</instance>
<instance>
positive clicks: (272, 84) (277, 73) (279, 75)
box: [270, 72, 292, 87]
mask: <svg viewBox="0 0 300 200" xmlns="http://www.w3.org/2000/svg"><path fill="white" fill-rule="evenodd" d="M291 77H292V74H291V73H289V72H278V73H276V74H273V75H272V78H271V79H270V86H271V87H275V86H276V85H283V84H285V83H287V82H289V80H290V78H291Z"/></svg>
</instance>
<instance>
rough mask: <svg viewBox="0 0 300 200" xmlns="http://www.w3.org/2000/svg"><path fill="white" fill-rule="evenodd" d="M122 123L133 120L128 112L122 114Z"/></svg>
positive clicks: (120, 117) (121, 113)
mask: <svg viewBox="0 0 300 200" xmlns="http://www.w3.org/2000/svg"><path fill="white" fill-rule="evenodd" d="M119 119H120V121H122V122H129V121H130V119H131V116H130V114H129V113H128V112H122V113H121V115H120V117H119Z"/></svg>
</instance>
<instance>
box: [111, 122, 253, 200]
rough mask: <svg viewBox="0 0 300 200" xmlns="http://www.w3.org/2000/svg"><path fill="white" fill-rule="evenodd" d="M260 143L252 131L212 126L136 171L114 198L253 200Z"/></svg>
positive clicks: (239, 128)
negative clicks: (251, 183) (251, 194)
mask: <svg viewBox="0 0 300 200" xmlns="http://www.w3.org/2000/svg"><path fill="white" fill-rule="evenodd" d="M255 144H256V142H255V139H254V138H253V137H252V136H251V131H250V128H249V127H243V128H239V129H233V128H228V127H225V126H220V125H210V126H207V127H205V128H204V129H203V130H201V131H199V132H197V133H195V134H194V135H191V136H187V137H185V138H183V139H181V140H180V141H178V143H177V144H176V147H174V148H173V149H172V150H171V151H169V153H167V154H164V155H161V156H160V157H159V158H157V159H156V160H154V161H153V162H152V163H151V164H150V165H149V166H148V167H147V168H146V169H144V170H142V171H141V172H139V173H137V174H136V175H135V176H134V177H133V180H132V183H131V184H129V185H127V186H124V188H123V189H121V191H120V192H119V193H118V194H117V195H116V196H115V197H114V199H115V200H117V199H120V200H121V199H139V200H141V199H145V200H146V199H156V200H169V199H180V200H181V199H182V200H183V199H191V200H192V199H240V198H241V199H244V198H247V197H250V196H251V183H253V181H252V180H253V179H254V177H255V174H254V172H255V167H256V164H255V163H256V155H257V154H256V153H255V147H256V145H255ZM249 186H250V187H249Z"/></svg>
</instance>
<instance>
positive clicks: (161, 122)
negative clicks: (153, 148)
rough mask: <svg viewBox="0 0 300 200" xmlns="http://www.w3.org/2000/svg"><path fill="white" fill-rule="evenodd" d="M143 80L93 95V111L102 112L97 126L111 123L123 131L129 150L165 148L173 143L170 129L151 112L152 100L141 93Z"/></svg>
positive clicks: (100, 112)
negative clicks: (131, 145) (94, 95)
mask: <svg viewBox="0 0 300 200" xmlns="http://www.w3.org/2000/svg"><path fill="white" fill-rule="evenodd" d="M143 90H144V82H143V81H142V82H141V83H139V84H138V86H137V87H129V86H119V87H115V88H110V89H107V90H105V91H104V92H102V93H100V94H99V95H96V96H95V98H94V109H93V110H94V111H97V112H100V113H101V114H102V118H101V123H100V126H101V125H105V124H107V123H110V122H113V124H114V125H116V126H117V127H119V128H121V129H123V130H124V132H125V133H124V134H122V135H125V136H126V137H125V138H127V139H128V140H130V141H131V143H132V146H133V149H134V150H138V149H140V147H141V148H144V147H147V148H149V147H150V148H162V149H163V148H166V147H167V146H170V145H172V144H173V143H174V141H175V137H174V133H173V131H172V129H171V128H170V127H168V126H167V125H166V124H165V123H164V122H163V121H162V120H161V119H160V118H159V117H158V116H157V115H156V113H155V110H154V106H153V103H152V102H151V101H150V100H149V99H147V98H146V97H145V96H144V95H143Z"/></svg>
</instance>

::::

● **Task to carry out**
The answer must be the complete set of entries, retyped exactly.

● **Answer below**
</instance>
<instance>
positive clicks: (272, 84) (277, 73) (279, 75)
box: [270, 72, 292, 87]
mask: <svg viewBox="0 0 300 200" xmlns="http://www.w3.org/2000/svg"><path fill="white" fill-rule="evenodd" d="M291 77H292V74H291V73H289V72H278V73H276V74H273V75H272V78H271V79H270V86H271V87H275V86H276V85H283V84H285V83H287V82H289V80H290V78H291Z"/></svg>
</instance>
<instance>
rough mask: <svg viewBox="0 0 300 200" xmlns="http://www.w3.org/2000/svg"><path fill="white" fill-rule="evenodd" d="M122 123L133 120L128 112L122 114Z"/></svg>
positive clicks: (120, 117) (121, 113)
mask: <svg viewBox="0 0 300 200" xmlns="http://www.w3.org/2000/svg"><path fill="white" fill-rule="evenodd" d="M119 119H120V121H122V122H129V121H130V119H131V116H130V114H129V113H128V112H122V113H121V115H120V117H119Z"/></svg>
</instance>
<instance>
box: [111, 122, 253, 200]
rough mask: <svg viewBox="0 0 300 200" xmlns="http://www.w3.org/2000/svg"><path fill="white" fill-rule="evenodd" d="M260 143L252 131L212 126L136 171L114 198L253 200Z"/></svg>
positive clicks: (239, 128)
negative clicks: (251, 183) (251, 194)
mask: <svg viewBox="0 0 300 200" xmlns="http://www.w3.org/2000/svg"><path fill="white" fill-rule="evenodd" d="M255 144H256V142H255V139H254V138H253V137H252V136H251V131H250V128H249V127H243V128H239V129H233V128H228V127H225V126H220V125H210V126H207V127H205V128H204V129H203V130H201V131H199V132H197V133H195V134H194V135H191V136H187V137H185V138H183V139H181V140H180V141H178V143H177V144H176V147H174V148H173V149H172V150H171V151H169V153H167V154H164V155H161V156H160V157H159V158H157V159H156V160H154V161H153V162H152V163H151V164H150V165H149V166H148V167H147V168H146V169H144V170H142V171H141V172H139V173H137V174H136V175H135V176H134V177H133V180H132V183H131V184H129V185H127V186H124V188H123V189H121V191H120V192H119V193H118V194H117V195H116V196H115V197H114V199H115V200H117V199H120V200H121V199H139V200H141V199H145V200H146V199H156V200H169V199H180V200H181V199H182V200H183V199H191V200H192V199H240V198H241V199H244V198H247V197H250V196H251V183H253V181H252V180H253V179H254V177H255V174H254V172H255V167H256V164H255V163H256V155H257V154H256V153H255V147H256V145H255ZM249 186H250V187H249Z"/></svg>
</instance>
<instance>
positive clicks: (161, 122)
negative clicks: (153, 148)
rough mask: <svg viewBox="0 0 300 200" xmlns="http://www.w3.org/2000/svg"><path fill="white" fill-rule="evenodd" d="M143 80L93 95V111L102 112L97 126L111 123L123 131L129 150L165 148L173 143L170 129L151 112L152 100L141 93Z"/></svg>
positive clicks: (100, 112)
negative clicks: (131, 145) (94, 95)
mask: <svg viewBox="0 0 300 200" xmlns="http://www.w3.org/2000/svg"><path fill="white" fill-rule="evenodd" d="M143 90H144V82H143V81H142V82H141V83H139V84H138V86H137V87H129V86H119V87H115V88H110V89H107V90H105V91H104V92H102V93H100V94H99V95H96V96H95V98H94V109H93V110H94V111H97V112H100V113H101V114H102V118H101V123H100V126H101V125H105V124H107V123H110V122H113V124H114V125H116V126H117V127H119V128H121V129H123V130H124V132H125V133H124V134H122V135H125V136H126V137H125V138H127V139H128V140H130V141H131V143H132V146H133V149H134V150H138V149H140V147H141V148H144V147H147V148H149V147H150V148H162V149H163V148H166V147H167V146H170V145H172V144H173V143H174V141H175V137H174V133H173V131H172V129H171V128H170V127H168V126H167V125H166V124H165V123H164V122H163V121H162V120H161V119H160V118H159V117H158V116H157V115H156V113H155V110H154V106H153V103H152V102H151V101H150V100H149V99H147V98H146V97H145V96H144V95H143Z"/></svg>
</instance>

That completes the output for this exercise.